:: Dataset entries ::
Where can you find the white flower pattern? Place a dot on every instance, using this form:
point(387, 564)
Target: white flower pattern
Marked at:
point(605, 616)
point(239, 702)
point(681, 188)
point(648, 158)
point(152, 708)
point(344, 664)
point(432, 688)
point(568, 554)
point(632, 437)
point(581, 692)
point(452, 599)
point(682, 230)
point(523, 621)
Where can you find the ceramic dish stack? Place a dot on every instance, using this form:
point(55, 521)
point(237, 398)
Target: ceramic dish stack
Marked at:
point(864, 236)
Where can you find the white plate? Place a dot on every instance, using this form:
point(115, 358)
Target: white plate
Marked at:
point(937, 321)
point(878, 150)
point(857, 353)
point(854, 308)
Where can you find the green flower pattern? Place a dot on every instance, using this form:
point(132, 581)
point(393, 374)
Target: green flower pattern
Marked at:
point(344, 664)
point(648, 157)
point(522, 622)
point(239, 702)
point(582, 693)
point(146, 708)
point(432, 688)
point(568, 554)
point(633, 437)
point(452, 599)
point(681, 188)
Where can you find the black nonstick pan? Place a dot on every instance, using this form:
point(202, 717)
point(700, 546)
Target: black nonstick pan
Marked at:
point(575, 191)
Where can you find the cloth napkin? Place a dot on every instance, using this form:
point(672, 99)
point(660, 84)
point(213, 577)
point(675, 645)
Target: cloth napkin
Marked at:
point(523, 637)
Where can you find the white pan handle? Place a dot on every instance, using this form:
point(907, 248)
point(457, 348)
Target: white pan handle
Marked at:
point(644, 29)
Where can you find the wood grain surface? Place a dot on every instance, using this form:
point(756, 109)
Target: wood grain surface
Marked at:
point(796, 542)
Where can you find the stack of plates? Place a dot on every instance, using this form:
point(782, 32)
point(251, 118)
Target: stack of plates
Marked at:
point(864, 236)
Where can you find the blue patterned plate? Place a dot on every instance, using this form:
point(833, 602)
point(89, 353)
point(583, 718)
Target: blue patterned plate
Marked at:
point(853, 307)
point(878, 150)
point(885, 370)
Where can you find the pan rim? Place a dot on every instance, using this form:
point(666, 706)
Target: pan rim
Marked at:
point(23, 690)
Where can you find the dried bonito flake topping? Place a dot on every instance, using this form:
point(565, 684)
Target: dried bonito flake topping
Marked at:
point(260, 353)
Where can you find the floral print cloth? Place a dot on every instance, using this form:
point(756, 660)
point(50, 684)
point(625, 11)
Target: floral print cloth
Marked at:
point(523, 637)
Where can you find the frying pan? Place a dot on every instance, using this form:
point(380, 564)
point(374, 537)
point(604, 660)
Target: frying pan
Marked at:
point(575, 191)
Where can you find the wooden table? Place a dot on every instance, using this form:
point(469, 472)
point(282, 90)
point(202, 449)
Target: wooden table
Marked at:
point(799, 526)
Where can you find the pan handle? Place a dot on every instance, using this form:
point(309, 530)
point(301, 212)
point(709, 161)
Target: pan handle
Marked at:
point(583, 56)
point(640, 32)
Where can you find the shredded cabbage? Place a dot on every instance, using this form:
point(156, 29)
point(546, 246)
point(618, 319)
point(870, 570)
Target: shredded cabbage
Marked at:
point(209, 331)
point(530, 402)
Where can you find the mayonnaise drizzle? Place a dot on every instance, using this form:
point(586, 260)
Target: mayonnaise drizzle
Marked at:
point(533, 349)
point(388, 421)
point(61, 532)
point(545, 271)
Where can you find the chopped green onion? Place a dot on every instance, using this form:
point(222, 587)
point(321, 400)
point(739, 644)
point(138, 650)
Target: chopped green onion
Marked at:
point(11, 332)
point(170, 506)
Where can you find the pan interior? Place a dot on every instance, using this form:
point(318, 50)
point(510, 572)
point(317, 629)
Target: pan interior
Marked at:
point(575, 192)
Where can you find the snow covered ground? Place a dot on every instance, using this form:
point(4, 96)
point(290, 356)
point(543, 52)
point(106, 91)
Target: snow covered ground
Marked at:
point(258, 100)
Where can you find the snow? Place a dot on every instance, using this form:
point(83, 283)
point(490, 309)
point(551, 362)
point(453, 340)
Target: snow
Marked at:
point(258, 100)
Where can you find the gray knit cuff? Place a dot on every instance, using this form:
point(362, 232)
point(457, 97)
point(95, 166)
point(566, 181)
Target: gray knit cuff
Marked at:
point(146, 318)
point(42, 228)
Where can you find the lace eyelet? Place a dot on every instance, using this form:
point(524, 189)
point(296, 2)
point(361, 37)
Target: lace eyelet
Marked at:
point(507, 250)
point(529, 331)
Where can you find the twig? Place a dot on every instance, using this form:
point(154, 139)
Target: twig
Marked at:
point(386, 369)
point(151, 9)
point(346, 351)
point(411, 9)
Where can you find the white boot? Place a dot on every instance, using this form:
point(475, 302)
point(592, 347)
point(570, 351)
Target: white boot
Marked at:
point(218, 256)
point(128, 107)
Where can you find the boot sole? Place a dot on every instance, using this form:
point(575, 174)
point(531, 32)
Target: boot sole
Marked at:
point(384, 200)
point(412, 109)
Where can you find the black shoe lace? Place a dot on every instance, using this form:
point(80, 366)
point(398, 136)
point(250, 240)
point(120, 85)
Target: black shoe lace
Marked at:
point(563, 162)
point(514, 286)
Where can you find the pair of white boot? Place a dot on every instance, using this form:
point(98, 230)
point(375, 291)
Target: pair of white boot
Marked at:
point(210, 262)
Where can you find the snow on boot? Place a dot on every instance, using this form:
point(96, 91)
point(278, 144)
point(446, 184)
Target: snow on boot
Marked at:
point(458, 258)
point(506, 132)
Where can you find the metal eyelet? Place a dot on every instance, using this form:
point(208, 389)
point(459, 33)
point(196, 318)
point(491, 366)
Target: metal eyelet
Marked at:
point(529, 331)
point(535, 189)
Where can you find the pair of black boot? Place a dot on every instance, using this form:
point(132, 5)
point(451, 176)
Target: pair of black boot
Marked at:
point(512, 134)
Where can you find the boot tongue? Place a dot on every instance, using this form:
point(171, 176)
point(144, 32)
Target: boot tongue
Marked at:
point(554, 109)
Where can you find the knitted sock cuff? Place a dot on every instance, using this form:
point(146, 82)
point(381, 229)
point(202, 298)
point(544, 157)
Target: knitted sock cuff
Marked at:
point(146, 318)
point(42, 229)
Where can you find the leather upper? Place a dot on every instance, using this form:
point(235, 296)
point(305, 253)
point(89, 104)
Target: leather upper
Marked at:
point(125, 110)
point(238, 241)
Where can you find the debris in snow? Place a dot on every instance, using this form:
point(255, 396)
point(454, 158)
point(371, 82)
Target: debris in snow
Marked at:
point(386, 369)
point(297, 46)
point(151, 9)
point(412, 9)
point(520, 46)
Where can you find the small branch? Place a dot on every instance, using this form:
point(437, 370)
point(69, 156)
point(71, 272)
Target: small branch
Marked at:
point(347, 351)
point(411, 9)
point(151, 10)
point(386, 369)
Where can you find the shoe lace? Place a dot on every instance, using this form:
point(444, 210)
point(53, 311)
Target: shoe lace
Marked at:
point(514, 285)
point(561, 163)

...

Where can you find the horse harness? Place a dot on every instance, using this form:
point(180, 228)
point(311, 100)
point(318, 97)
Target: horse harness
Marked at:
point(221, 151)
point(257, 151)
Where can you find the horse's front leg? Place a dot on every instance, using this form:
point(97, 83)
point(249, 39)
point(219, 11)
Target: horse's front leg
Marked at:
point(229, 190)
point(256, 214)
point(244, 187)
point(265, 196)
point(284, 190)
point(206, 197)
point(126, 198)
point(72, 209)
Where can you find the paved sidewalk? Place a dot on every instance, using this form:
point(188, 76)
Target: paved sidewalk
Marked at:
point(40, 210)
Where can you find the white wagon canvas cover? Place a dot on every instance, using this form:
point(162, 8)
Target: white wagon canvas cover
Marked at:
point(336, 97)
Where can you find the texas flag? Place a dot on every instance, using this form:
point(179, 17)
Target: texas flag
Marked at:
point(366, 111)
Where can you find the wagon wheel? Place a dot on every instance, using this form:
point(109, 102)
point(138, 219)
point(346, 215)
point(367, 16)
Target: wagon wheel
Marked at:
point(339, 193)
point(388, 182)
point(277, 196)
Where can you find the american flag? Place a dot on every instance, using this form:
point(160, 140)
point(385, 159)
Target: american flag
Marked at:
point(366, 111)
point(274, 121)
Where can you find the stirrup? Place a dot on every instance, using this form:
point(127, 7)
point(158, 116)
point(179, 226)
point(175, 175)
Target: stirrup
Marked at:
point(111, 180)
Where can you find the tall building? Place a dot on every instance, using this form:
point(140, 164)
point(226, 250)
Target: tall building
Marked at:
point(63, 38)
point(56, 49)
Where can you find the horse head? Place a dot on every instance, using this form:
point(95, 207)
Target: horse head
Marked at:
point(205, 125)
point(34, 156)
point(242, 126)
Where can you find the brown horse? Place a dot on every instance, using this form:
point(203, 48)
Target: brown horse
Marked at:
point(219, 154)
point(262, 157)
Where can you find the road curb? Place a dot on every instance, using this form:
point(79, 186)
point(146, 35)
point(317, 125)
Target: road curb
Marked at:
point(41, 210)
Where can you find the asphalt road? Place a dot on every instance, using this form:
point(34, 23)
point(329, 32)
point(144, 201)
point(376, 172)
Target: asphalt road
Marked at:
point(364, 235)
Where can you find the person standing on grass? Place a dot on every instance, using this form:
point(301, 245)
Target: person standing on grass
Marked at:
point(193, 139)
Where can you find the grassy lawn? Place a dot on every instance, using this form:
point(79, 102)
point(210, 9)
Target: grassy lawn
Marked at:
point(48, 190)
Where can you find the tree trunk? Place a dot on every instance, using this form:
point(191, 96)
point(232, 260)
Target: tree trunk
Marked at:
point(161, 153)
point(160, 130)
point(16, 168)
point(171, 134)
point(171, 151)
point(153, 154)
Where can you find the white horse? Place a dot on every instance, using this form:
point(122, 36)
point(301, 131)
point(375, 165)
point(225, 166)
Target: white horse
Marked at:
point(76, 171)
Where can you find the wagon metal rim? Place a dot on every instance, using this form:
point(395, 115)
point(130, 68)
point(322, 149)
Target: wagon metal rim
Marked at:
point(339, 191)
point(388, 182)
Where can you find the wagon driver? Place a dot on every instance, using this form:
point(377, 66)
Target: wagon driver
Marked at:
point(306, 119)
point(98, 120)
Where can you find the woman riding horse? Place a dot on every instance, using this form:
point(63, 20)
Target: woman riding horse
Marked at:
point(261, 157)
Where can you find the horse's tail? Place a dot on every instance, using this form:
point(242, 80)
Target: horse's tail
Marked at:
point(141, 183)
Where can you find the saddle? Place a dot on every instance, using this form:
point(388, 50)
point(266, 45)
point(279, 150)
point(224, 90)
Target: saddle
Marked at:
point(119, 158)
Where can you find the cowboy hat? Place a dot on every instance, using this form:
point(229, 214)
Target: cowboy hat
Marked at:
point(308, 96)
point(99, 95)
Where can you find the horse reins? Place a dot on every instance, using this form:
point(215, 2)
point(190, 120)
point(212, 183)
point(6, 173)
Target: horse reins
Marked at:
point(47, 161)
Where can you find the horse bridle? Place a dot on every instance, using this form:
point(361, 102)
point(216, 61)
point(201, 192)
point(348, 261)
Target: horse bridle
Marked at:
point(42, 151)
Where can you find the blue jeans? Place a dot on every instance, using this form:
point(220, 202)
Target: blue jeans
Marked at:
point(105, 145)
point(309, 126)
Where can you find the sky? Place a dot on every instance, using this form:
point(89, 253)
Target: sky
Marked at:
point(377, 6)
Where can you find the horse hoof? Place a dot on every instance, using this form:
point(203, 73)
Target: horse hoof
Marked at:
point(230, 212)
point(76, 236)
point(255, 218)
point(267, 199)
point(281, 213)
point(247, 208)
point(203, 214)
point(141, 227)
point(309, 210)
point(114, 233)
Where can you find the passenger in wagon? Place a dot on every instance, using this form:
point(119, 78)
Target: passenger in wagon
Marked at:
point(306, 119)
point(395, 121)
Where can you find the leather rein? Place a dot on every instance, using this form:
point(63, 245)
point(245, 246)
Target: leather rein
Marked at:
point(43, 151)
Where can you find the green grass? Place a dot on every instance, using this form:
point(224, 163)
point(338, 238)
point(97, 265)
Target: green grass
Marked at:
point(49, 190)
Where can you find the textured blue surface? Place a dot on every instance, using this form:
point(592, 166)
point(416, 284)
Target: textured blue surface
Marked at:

:: The request ::
Rewrite as a numbered list the lines above, beginning at the line that contains "Where can you find the wood grain" and stopping after the line that contains "point(885, 370)". Leave out any blank lines.

:: The output ::
1. Where can you find the wood grain surface? Place a dot on every instance, using this form:
2. point(756, 109)
3. Target: wood grain surface
4. Marked at:
5. point(796, 542)
6. Where can you find the stack of plates? Place a dot on every instance, using this form:
7. point(782, 32)
8. point(251, 118)
9. Target: stack of plates
10. Marked at:
11. point(864, 236)
12. Where can you find the blue patterned plate? Place a dot on every instance, using this form:
13. point(833, 602)
14. point(89, 353)
15. point(583, 718)
16. Target: blue patterned plate
17. Marked at:
18. point(853, 307)
19. point(878, 150)
20. point(885, 370)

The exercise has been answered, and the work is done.